● Brief
Format the lines of the records from the line containing "like [287, 444]." through the end of the records as a Markdown table with the columns Row and Line. Include only those lines, numbered in order, and omit any blank lines.

Records of point placements
>> begin
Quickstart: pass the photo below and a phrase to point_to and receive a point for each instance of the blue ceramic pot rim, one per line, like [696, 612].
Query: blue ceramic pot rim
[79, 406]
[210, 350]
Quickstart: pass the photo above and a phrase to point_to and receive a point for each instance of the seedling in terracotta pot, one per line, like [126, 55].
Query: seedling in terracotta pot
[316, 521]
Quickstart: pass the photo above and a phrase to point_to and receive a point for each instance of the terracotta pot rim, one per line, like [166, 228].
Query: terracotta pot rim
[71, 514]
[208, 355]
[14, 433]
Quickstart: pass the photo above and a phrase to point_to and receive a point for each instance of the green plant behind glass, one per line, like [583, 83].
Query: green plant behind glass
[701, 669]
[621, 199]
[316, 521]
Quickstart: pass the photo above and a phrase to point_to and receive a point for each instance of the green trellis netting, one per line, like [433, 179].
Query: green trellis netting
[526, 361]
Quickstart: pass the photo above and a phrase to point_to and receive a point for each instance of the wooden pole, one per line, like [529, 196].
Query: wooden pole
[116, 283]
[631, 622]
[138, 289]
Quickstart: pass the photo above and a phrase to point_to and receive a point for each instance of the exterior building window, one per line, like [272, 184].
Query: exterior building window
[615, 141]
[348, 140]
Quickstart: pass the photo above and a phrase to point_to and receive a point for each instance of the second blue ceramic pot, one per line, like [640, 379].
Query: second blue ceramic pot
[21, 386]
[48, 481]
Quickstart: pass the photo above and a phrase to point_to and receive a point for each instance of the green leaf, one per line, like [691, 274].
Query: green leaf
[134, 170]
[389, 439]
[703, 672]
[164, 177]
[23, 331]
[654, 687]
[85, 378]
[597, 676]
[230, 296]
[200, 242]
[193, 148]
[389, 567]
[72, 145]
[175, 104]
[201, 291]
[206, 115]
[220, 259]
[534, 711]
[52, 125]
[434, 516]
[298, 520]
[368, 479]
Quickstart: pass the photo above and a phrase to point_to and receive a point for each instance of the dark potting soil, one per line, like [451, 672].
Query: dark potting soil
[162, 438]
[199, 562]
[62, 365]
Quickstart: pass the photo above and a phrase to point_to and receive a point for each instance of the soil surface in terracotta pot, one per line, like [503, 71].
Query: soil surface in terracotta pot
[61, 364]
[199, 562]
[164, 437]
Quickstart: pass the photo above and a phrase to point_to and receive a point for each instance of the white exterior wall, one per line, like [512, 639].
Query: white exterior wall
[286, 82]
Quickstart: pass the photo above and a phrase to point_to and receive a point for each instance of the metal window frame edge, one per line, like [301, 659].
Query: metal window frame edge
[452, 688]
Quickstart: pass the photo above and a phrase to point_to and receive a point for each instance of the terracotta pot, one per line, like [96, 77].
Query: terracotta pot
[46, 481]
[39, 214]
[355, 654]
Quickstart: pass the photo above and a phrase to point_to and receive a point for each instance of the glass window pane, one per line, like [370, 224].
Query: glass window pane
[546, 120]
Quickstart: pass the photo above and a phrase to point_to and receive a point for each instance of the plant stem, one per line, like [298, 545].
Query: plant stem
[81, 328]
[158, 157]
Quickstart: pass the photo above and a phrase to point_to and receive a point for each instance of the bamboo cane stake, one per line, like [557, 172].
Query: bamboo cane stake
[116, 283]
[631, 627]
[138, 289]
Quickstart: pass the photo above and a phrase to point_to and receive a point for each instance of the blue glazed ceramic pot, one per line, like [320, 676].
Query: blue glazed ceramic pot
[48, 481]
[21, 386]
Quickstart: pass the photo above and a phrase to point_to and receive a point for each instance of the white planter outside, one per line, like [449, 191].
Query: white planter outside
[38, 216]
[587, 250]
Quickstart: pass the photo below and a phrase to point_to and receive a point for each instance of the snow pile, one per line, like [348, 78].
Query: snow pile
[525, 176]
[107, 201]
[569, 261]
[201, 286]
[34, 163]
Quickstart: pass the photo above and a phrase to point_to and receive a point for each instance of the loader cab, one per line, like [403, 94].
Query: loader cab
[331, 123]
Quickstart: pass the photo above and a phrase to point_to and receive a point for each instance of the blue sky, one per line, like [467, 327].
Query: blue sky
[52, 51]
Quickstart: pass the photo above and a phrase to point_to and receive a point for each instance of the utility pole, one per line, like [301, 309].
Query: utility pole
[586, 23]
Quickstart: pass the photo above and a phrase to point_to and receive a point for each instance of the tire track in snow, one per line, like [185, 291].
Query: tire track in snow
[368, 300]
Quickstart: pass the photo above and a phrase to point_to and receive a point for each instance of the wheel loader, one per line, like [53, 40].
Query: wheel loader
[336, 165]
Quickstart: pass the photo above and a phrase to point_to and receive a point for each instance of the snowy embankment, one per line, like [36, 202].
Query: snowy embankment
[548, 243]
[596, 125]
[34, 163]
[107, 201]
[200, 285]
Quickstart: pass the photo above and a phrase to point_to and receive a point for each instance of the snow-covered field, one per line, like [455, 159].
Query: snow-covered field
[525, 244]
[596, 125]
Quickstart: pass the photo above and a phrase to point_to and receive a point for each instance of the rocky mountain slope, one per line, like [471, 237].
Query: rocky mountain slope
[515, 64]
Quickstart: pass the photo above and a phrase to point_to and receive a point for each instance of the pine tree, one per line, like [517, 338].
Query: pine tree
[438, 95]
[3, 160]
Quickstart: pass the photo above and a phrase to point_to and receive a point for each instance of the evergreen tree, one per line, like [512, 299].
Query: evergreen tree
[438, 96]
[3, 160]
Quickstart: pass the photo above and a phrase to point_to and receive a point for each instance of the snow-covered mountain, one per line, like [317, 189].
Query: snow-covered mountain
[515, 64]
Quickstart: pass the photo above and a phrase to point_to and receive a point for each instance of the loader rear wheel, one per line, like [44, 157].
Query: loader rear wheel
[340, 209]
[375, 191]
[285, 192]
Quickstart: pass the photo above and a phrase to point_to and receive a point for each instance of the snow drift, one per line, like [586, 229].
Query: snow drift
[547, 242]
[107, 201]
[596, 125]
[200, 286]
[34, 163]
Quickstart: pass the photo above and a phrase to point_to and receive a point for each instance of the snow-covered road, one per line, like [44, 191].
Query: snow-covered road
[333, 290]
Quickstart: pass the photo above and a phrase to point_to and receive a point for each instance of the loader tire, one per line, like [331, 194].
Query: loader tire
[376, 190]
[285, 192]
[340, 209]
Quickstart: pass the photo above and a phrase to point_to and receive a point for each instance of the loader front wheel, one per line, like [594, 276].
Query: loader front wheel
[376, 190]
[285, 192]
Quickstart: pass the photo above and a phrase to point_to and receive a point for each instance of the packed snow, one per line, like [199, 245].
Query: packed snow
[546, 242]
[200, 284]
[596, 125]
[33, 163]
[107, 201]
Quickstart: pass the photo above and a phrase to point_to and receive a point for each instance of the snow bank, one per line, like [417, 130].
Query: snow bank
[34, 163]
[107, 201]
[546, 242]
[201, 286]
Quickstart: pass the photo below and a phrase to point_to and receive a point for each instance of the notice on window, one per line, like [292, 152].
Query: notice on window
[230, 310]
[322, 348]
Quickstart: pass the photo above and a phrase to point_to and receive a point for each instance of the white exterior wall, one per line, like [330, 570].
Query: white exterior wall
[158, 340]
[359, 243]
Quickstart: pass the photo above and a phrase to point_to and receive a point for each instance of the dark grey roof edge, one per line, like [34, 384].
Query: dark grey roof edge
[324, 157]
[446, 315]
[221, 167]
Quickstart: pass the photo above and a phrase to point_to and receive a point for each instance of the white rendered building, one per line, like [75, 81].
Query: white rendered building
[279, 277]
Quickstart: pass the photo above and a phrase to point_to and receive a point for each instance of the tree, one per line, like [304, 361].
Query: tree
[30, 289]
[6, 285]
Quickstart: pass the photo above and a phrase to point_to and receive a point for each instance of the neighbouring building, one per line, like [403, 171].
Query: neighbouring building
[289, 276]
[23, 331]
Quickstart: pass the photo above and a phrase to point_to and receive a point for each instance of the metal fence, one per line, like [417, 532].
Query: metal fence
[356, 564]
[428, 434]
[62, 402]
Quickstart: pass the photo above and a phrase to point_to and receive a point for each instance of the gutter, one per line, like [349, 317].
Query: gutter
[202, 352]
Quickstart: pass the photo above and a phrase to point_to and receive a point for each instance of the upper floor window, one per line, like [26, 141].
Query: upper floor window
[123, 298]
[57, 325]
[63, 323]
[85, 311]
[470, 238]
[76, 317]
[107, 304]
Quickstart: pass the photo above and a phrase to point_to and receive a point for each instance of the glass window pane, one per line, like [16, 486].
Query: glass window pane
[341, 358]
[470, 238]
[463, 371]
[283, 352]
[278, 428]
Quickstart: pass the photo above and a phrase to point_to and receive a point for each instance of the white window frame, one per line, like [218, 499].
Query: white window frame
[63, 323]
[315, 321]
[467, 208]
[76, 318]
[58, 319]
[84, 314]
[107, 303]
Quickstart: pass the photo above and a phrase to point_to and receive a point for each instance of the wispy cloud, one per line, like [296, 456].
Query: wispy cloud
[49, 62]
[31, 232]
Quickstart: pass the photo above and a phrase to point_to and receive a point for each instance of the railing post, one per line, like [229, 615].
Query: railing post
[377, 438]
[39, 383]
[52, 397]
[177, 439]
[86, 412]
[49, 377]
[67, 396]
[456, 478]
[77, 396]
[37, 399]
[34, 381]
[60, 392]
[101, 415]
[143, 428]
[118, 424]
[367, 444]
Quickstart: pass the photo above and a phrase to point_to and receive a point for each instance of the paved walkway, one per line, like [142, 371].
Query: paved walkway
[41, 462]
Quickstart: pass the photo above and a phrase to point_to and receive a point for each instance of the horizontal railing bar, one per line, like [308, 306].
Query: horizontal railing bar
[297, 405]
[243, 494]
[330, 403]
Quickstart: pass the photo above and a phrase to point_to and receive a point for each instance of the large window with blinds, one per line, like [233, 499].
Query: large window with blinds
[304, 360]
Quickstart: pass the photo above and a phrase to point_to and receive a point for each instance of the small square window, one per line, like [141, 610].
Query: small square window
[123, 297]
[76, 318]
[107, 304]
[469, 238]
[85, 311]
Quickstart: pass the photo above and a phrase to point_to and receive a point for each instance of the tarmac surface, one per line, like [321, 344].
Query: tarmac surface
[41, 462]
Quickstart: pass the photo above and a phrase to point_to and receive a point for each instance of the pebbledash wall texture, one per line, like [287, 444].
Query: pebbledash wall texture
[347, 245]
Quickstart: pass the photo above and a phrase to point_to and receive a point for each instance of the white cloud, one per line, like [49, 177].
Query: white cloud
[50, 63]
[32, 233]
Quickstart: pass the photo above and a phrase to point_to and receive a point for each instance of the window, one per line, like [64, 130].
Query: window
>> end
● Output of the task
| Row | Line |
|---|---|
| 1 | Quickstart: pass the photo above and a phrase to point_to and receive a point for each instance of the pebbledash wall texture, one per line, like [287, 444]. |
| 2 | Query: pebbledash wall texture |
| 3 | [347, 245] |
| 4 | Quickstart: pass the photo above and a phrase to point_to and receive a point for each instance of the white cloud, one per line, like [49, 177]. |
| 5 | Query: white cloud |
| 6 | [50, 63] |
| 7 | [32, 233] |
| 8 | Quickstart: pass the photo above and a phrase to point_to and receive a point for each instance of the window, one per line, like [64, 130]. |
| 9 | Query: window |